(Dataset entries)
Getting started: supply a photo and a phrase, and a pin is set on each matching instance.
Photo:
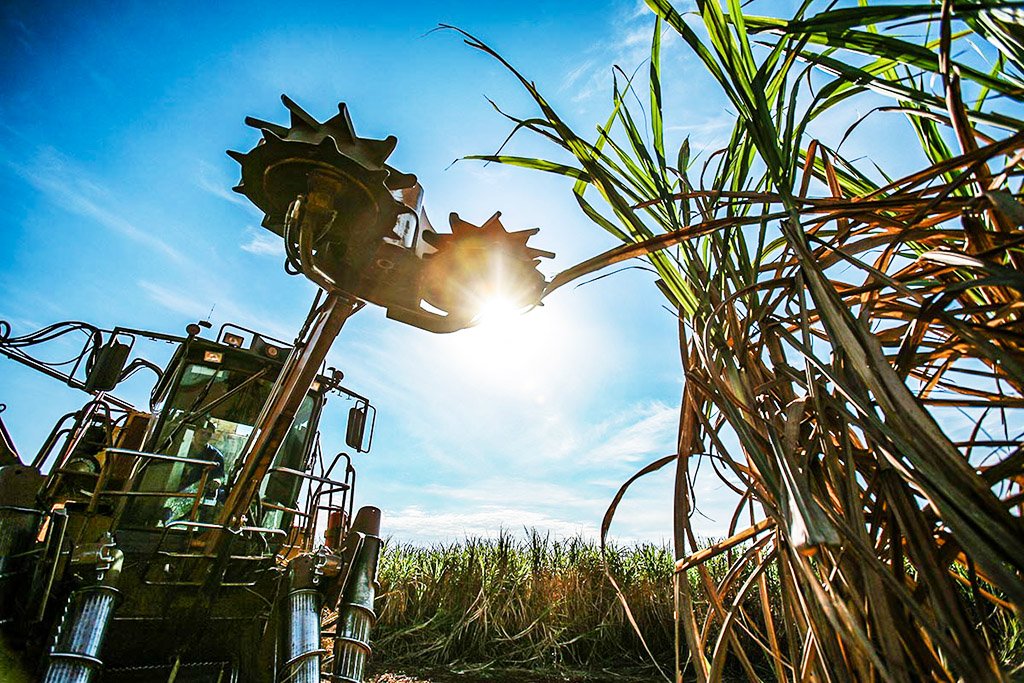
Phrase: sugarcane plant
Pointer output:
(851, 337)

* TASK PROMPT:
Type the entries again verbatim. Any pictures should be skipped.

* REPLY TO THE EXERCISE:
Getting started: supply a photo and a phrase, and a pin is set on each matching instance.
Photo:
Phrase: sugarcane plant
Pointer output:
(851, 337)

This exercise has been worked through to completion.